Text excerpt:
If you book almost anything in the II inventory within 59 days of checkin it only takes 4000 WM credits and the II exchange fee. If you can travel in the offseason you can get great 2 and 3-bedroom resorts on flexchange.


----------



## cotraveller (Jul 1, 2011)

Instant Exchange works in a similar way for RCI with WorldMark. 4,000 WorldMark credits for any size unit for an exchange within 45 days of check in. 

For both II and RCI a WorldMark housekeeping token is also required. If you are out of HK tokens you will be charged for housekeeping in addition to the exchange fee.


----------



## roset (Jul 2, 2011)

So, if you book more than 45 days out (I can't usually travel during off times) then 10,000 points would be deposited for a red 2 bedroom?  Is it true that you don't have to deposit your points until RCI (that's the system I'm currently familiar with) has the unit you want?  If this is true, and you have to set up an ongoing search, could you do a search on both RCI and II (assuming you belong to both) and see which one returns the one you want?


----------



## cotraveller (Jul 3, 2011)

Source data:
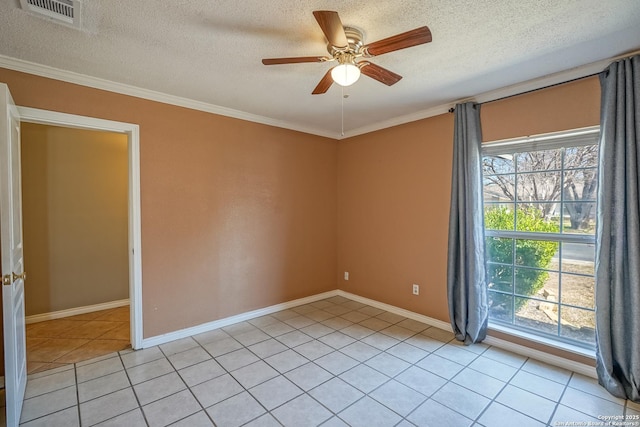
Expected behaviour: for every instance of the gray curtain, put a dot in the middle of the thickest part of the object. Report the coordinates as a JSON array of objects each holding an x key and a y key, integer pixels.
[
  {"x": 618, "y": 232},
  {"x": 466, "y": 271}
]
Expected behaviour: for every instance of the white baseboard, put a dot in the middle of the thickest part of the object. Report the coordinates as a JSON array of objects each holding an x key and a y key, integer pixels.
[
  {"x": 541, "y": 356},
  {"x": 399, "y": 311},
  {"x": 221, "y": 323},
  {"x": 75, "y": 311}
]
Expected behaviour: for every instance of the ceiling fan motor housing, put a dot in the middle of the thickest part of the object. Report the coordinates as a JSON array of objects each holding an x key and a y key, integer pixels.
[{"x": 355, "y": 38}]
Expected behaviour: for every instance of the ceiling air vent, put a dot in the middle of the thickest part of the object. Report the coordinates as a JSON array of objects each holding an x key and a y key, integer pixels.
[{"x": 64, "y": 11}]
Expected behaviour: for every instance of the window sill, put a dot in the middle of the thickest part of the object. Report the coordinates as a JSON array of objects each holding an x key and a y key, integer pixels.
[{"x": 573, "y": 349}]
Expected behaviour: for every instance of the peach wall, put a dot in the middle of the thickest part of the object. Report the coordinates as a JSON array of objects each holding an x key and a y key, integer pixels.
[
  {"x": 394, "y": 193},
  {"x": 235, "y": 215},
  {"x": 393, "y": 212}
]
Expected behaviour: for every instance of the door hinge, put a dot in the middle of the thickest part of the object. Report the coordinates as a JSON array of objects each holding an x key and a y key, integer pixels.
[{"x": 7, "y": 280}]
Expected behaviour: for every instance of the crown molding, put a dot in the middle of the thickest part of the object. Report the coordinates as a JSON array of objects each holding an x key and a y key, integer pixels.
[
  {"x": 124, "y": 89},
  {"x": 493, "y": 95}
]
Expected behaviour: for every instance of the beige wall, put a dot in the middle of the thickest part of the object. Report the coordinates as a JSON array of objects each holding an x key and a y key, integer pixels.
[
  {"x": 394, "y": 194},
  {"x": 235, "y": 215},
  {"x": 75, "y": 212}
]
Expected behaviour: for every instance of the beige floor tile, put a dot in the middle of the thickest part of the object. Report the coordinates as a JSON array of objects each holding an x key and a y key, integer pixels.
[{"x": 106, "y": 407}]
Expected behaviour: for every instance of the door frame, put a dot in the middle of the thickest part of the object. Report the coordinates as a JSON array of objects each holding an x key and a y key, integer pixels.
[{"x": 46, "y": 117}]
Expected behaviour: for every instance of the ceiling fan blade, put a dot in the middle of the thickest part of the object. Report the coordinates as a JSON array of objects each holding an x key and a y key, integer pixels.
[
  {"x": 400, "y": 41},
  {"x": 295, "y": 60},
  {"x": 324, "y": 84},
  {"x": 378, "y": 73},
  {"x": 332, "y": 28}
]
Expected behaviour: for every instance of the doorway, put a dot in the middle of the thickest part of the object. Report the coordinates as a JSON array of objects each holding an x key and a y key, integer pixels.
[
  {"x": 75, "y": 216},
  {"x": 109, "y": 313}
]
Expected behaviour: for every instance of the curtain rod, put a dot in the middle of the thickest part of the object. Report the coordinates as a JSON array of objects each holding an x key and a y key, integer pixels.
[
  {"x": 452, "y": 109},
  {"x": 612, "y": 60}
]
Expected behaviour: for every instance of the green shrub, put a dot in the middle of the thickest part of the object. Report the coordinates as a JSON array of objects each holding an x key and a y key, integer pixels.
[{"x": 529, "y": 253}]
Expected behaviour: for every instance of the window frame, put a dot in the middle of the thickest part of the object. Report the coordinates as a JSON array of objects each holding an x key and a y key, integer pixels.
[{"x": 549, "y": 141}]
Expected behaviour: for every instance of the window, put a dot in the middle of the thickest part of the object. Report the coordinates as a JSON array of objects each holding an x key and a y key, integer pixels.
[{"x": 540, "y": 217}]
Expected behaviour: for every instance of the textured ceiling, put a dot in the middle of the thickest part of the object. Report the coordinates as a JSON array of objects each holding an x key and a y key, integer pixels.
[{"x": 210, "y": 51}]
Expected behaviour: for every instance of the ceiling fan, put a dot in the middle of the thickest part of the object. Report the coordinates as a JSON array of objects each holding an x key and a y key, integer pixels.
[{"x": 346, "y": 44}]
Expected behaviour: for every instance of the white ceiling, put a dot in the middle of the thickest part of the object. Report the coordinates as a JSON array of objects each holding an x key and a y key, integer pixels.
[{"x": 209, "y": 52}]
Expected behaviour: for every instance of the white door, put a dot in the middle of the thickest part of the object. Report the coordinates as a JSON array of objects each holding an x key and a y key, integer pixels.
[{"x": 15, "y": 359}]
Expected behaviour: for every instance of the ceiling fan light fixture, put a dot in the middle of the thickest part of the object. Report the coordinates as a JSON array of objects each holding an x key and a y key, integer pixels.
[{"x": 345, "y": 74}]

Problem 1:
Report how many lines of the records contain the string "curtain", treating uppercase and lowercase as different. Give only the number.
Problem 2:
Pick up the forum thread about timeshare exchanges from its last line and continue it.
The forum thread and the records were taken from separate, unrelated sources.

Final answer 1:
2

Final answer 2:
roset said:


> So, if you book more than 45 days out (I can't usually travel during off times) then 10,000 points would be deposited for a red 2 bedroom?  Is it true that you don't have to deposit your points until RCI (that's the system I'm currently familiar with) has the unit you want?  If this is true, and you have to set up an ongoing search, could you do a search on both RCI and II (assuming you belong to both) and see which one returns the one you want?



Correct.  A two bedroom exchange in Red season booked more than 45 days in advance is 10,000 WorldMark credits.  It is RCI's defined Red season which is usually close to the WorldMark seasons, but not necessarily the same.  The credits will not be deducted from your WorldMark accoount until after the exchange is confirmed.

II is similar except that the Flex Change time is 59 days before checkin.

You can set up an ongoing search with both companies.  Just make sure you don't accept an exchange from both.  That would cost you double and you would have a unit you couldn't use.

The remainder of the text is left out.